> _Stated goal 1_
According to the article on mentoring below, how long has the writer been a mentor?

> _Passage shown_
Learning can be a tricky thing no matter what stage we’re at in our career, especially when we have to do this by ourselves. Now, more than ever, it is imperative that people can access the support and guidance they need as professionals. As a mentor herself, Ewelina Kruk  the value and benefit mentoring programmes bring to organisations and individuals. For those contemplating mentoring as a means of progressing their careers, or for those considering becoming a mentor as a way to give back to their profession, there are some key considerations.

Mentoring VS coaching

Coaching and mentoring exist for the same purpose: helping others grow, develop and reach their full potential. Through both methods, individuals are encouraged to take charge of their career and personal development. When it comes to people development, the two often get grouped together, which makes it seem like a binary decision for organisations. However, while coaching and mentoring differ in a number of ways, they are in fact complementary.

Due to their informal nature, mentoring relationships often result in friendship and have the potential to last a lifetime. Coaching, on the other hand, resembles more of a short-term partnership due to being generally objective-driven and aimed at developing specific skills. One of the greatest misconceptions about mentors is that they will tell you what to do and shape you into a more successful individual. However, unlike coaching, mentees are entirely responsible for their own development and for driving sessions with their mentor.

Mentors are encouraged to draw on their personal experiences by sharing stories about challenges they faced in their careers and the valuable lessons they learned along the way. Coaches do not necessarily touch upon these topics., In fact, they may not even have any relevant experience in the industry concerned. Ultimately, mentoring is a bidirectional relationship with the aim to build confidence.

Why mentoring matters

As a Chartered Project Professional, I have been a mentor for the past five years, I have found that there are countless benefits to mentoring, for all parties involved. Of course, there are the more obvious perks such as the opportunity to broaden one’s network by acquiring professional connections and long-lasting friendships. As today’s job market is still very animated, networking has never played a greater role in advancing careers. More importantly, mentoring provides a safe, non-judgemental space to learn. When entering a new industry or advancing to a more senior role, it helps us translate technical knowledge into real-life, contextual situations.

It is a common misconception that mentees are the only ones to reap the benefits of a mentoring relationship. However, mentors stand to gain great satisfaction from watching someone else succeed as a result of their support, and it can be an invaluable opportunity to develop leadership and communication skills, gain confidence and discover their own leadership potential. Many studies show that mentoring enhances satisfaction at work and makes a job feel more meaningful to those involved. For many senior employees, it is a way to pay it forward and give back to the professional community that supported their growth.

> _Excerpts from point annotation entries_
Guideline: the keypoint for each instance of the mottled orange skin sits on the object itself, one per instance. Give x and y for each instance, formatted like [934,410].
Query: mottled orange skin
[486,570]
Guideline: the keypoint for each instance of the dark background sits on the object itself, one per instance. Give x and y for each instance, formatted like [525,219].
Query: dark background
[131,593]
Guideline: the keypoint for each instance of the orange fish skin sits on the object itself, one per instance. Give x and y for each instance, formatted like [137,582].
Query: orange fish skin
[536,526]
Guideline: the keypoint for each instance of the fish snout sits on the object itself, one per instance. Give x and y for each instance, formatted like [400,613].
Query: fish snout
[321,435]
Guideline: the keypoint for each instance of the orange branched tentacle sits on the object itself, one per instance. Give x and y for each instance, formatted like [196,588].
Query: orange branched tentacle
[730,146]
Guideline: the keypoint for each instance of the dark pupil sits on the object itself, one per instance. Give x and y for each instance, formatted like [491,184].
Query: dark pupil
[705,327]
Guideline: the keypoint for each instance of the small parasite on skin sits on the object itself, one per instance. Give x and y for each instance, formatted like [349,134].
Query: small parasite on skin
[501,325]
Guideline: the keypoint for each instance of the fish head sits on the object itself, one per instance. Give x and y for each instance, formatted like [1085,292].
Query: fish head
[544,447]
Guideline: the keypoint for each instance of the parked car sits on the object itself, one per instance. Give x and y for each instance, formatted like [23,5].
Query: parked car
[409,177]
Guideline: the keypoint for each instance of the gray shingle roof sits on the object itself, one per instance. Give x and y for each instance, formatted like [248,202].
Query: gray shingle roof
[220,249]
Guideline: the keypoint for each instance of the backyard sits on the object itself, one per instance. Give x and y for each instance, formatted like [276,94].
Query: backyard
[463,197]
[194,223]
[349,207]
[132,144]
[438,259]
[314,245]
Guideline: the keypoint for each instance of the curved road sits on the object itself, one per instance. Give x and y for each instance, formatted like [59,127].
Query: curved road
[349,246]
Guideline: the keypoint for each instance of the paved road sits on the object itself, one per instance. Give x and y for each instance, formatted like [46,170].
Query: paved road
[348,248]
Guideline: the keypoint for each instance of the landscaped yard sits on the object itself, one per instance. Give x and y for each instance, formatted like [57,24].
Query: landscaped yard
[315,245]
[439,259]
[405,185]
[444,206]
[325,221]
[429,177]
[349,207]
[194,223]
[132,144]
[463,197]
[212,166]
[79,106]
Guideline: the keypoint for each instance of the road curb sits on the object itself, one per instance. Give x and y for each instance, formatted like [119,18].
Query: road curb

> _Stated goal 2_
Report every line of the entries above that contains the string "shingle".

> _Output 1_
For the past five years.

> _Output 2_
Guideline: the keypoint for each instance of the gray shingle roof sits on the object itself, one per instance. Give x and y for each instance, formatted like [248,202].
Query: gray shingle roof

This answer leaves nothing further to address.